2013 PIN Report cover

7th Annual Road Safety Performance Index (PIN) Report

  • June 16, 2013

Regaining pace: road deaths down by 9% in 2012

A total of 27,700 people were killed in the EU27 as a consequence of road collisions. Around 313,000 were recorded as seriously injured and many more suffered slight injuries.

Following disappointing results from 2011, the year 2012 brings a welcome contrast as 27 out the 31 countries monitored by the PIN Programme registered a drop in the number of road deaths. Frontrunners are Malta and Cyprus followed by Israel and Denmark. But road deaths increased in Switzerland, Luxembourg, Lithuania and Romania.

There have been 2,661 fewer road deaths in 2012 than in 2011 in the EU as a whole. The monetary value of this reduction is estimated at 5 billion Euro. For the EU to be reaching the 2020 target through constant annual progress, another 600 deaths would have had to be saved over the 2011-2012 period.

At the moment, the prospect for achieving the EU 2020 target is seen as achievable by all Member States, if they continue their sustained efforts and show political will to invest in road safety. Important safety measures are still to be implemented fully or are being developed.

The European Commission presented its ‘First Milestone towards an injury strategy’ in March 2013 as the first step towards coming up with a strategy. ETSC welcomes the adoption by the European Commission of a common EU definition of seriously injured casualties as in-patients with an injury level of MAIS 3 or more. Each Member State should work towards adopting the MAIS3+ definition and adapting their data collection system.

Road deaths in collisions involving goods vehicles and buses

In the European Union 4,254 people lost their lives in collisions involving heavy goods vehicles (HGVs) in 2011, 3,999 in collisions involving light goods vehicles (LGVs) – goods vehicles with a maximum permitted weight below 3.5 tonnes – and 722 in collisions involving a bus, coach or trolleybus, these three groups totalling 29% of the overall number of road deaths recorded in 2011.

APPLY WHAT YOU READ:
A - According to the PIN report, in which countries did road deaths increase in 2012?
B - Decide whether each statement agrees with the PIN report, answering yes or no and quoting the words that settle it: (i) The EU had 2,661 fewer road deaths in 2012 than in 2011. (ii) The European Commission presented its "First Milestone towards an injury strategy" in June 2013. (iii) Light goods vehicles are those with a maximum permitted weight above 3.5 tonnes.
C - Retype the passage of the PIN report starting at "Regaining pace: road" and ending at "the 2011-2012 period.".

EXERCISE DATA:
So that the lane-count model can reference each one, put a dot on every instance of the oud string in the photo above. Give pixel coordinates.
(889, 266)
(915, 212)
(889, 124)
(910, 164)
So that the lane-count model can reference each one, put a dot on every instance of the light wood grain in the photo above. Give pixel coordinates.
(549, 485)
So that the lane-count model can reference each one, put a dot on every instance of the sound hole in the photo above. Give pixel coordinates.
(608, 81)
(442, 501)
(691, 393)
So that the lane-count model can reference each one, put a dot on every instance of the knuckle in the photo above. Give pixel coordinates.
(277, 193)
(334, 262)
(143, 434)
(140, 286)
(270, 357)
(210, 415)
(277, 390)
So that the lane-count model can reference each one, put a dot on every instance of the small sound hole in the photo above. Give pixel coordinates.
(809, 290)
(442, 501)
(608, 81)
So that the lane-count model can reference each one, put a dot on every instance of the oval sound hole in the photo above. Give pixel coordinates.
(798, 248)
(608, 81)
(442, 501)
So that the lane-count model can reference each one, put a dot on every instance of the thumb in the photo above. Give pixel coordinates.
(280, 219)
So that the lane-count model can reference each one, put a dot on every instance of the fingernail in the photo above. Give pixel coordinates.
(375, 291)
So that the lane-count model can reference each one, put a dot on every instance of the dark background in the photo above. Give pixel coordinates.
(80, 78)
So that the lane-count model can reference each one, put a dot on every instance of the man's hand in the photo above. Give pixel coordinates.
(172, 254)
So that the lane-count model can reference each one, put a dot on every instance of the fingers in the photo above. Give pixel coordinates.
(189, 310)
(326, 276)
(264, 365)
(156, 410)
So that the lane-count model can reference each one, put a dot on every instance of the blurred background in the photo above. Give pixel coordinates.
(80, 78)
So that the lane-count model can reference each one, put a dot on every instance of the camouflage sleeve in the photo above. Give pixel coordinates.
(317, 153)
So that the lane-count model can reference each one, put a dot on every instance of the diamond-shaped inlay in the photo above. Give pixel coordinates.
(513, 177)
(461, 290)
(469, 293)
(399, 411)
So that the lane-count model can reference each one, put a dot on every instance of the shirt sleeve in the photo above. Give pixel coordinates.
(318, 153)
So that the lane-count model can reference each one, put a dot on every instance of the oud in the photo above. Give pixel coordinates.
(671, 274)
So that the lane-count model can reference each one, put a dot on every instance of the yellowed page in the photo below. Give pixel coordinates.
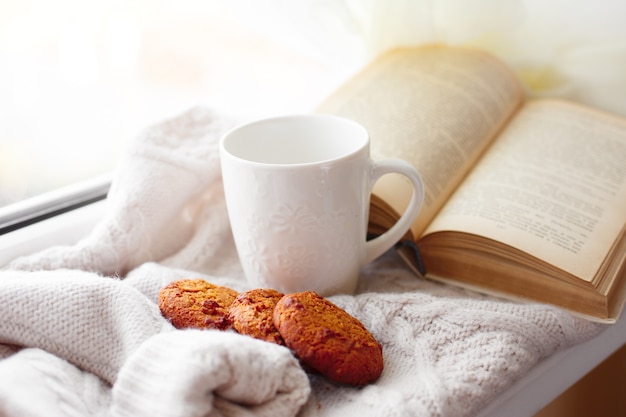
(437, 107)
(553, 185)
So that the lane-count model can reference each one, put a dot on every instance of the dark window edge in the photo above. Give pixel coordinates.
(45, 206)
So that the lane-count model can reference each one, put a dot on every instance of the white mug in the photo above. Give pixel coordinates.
(298, 193)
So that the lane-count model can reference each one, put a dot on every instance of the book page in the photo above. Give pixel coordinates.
(437, 107)
(553, 185)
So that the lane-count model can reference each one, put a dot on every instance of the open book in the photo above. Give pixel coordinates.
(524, 199)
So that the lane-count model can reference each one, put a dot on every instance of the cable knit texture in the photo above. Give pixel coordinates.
(81, 331)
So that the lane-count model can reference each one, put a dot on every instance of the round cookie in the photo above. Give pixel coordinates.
(328, 339)
(196, 303)
(252, 314)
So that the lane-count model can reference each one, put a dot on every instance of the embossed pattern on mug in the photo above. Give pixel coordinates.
(290, 262)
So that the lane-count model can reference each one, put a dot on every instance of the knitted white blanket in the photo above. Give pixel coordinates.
(81, 335)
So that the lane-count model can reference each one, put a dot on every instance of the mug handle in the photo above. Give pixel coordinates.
(379, 245)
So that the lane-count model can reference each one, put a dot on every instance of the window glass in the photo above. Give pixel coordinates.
(79, 78)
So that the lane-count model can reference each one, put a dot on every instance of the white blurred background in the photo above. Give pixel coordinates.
(78, 78)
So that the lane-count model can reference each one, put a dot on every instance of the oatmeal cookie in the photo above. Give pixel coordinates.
(328, 339)
(196, 303)
(252, 314)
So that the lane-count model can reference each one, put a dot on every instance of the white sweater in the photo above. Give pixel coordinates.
(81, 334)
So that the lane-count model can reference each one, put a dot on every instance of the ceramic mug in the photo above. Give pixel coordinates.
(298, 193)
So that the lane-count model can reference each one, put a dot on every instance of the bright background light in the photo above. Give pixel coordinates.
(78, 78)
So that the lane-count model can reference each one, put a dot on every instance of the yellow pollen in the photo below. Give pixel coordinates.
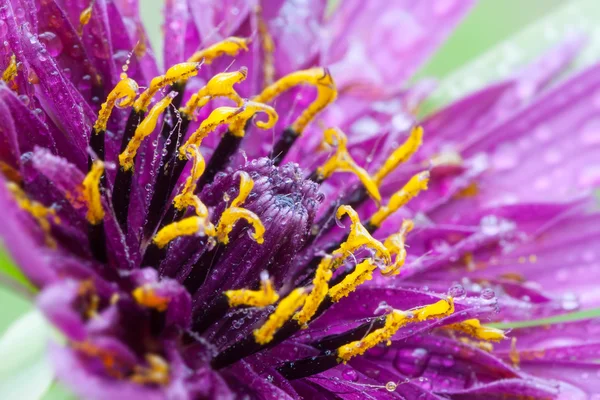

RESPONSE LIST:
A - Switzerland, Luxembourg, Lithuania and Romania.

B -
(i) Yes: "There have been 2,661 fewer road deaths in 2012 than in 2011 in the EU as a whole."
(ii) No: "The European Commission presented its ‘First Milestone towards an injury strategy’ in March 2013"
(iii) No: "goods vehicles with a maximum permitted weight below 3.5 tonnes"

C -
Regaining pace: road deaths down by 9% in 2012

A total of 27,700 people were killed in the EU27 as a consequence of road collisions. Around 313,000 were recorded as seriously injured and many more suffered slight injuries.

Following disappointing results from 2011, the year 2012 brings a welcome contrast as 27 out the 31 countries monitored by the PIN Programme registered a drop in the number of road deaths. Frontrunners are Malta and Cyprus followed by Israel and Denmark. But road deaths increased in Switzerland, Luxembourg, Lithuania and Romania.

There have been 2,661 fewer road deaths in 2012 than in 2011 in the EU as a whole. The monetary value of this reduction is estimated at 5 billion Euro. For the EU to be reaching the 2020 target through constant annual progress, another 600 deaths would have had to be saved over the 2011-2012 period.